#### Instrucciones de trabajo
A: Enumera las cuatro categorías de alteraciones psicológicas en que, según el texto sobre el síndrome de Ulises, se dividen sus síntomas principales.
B: Escribe una continuación del texto sobre el síndrome de Ulises que empiece tras su última oración.

═════ Fragmento del texto ═════

Ha aparecido en la literatura especializada un concepto relativamente nuevo que se denomina “síndrome de Ulises”, o más propiamente “síndrome de estrés crónico y múltiple”, que es un trastorno de estrés específico de personas migrantes. Es un conjunto de síntomas que se derivan de estresores graves relacionados con la emigración, y que se asocian con las múltiples experiencias de duelo a las que se enfrentan los migrantes, así como con las dificultades de adaptación a su nueva realidad. El nombre del síndrome obedece al símil con la figura mitológica griega de Ulises, quien según narran la Ilíada y la Odisea, luego de participar en la guerra de Troya, navegó durante 10 largos años sufriendo grandes obstáculos y dificultades antes de arribar a su casa.
Los síntomas principales que se presentan en las personas con el síndrome de Ulises se dividen en cuatro categorías de alteraciones psicológicas: la ansiedad, la depresión, la disociación (desconexión de la experiencia física y emocional) y los trastornos somatomorfos (síntomas físicos de origen psicógeno).
En la primera categoría se encuentran síntomas como preocupación recurrente y excesiva, tendencia a la irritabilidad, insomnio, tensión psicológica y física o sentimientos de miedo. En el área depresiva destacan la presencia de sentimientos de tristeza asociados con la percepción de fracaso personal, de baja autoestima y de pensamientos relacionados con la culpa. En el espectro de la somatización se encuentran síntomas como dolores de cabeza, dolores musculares y fatiga, asociada con la falta de motivación psicológica. Otros problemas que aparecen con frecuencia en personas con el síndrome de Ulises son disminución del rendimiento, consumo excesivo de sustancias como tabaco y alcohol o síntomas dolorosos gastrointestinales, óseos y musculares.

═════ Líneas de datos ═════

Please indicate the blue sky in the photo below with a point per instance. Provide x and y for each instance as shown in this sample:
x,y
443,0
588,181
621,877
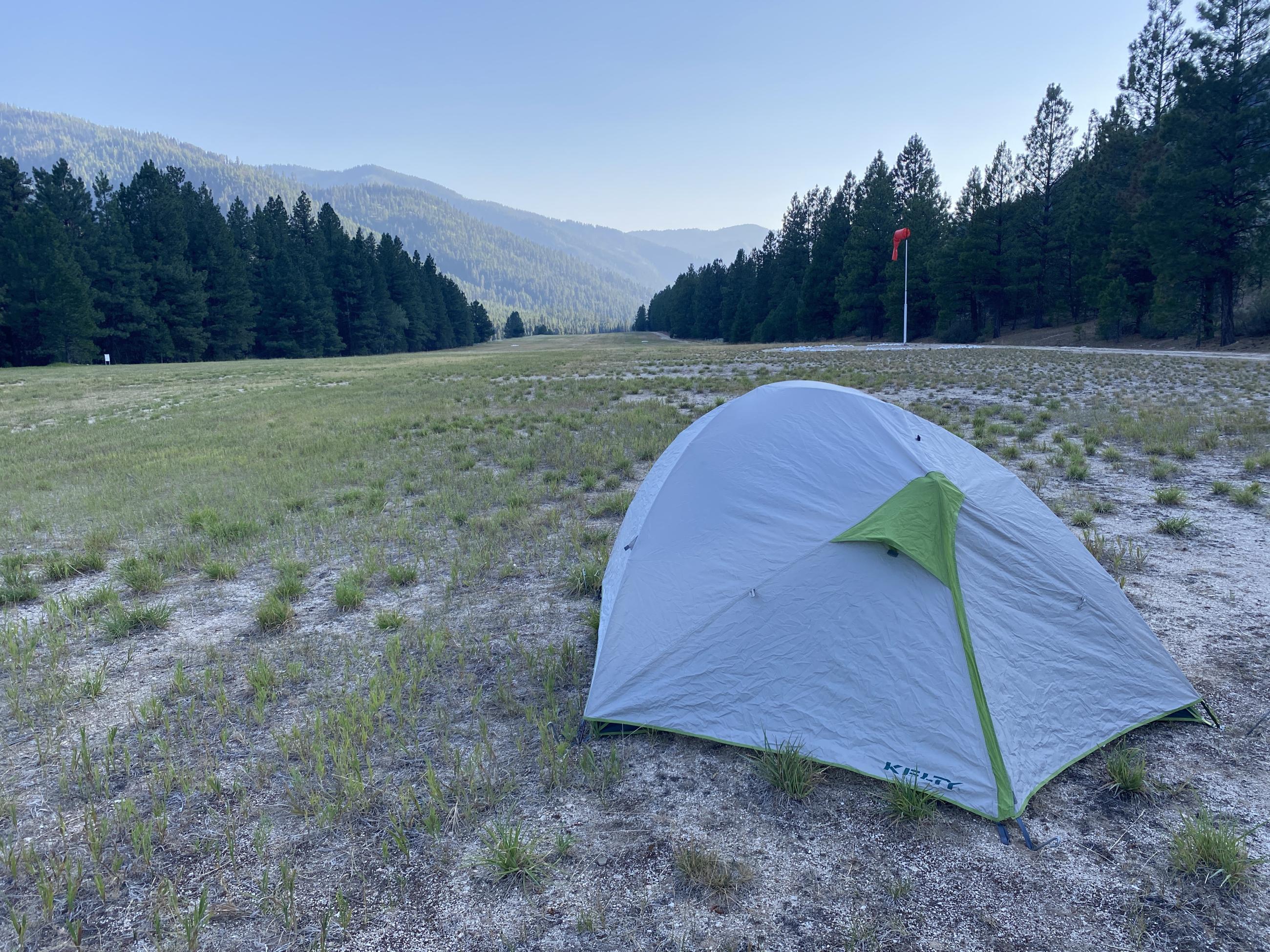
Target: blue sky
x,y
636,116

═════

#### Respuestas por tarea
A:
- la ansiedad
- la depresión
- la disociación (desconexión de la experiencia física y emocional)
- los trastornos somatomorfos (síntomas físicos de origen psicógeno)

B:
Entre los desencadenantes que pueden constituirse en causas del síndrome de Ulises están la soledad por falta de amistades consolidadas, la incomprensión ante los códigos culturales y la escala de valores del país donde ahora se vive, añoranza por los seres queridos que se han dejado en el país de origen, sensación de que el país propio y que se conocía está cambiando de manera desconectada de uno mismo, crisis de identidad al no saber qué referentes culturales fijarse, miedo a no ser aceptado por la sociedad del país al que se migró, y angustia por no contar con el apoyo social de familiares y amigos que se daba por sentado en el país de origen.
Como se mencionó al comienzo de este artículo, la migración va mucho más allá de ser un sólo un tema político o económico. Hoy existen en el mundo dos Venezuelas: una dentro de las fronteras geográficas formales del país, y otra que camina errante por el mundo no queriendo hacerlo. El reto inmenso que tenemos por delante es tratar de generar las condiciones para unir a ambas.
La esencia del problema de nuestra migración forzada es la de un drama humano de dimensiones dolorosamente descomunales y de consecuencias incalculables en términos de salud mental y física. Parte de nuestro trabajo es conocer tanto esas dimensiones como sus consecuencias, a fin de poder ayudar de manera eficiente, hasta lograr su regreso, a tantos hermanos nuestros que transitan día a día el vía crucis de una migración forzada y que esperan de nosotros algo más que sólo indignación y lástima.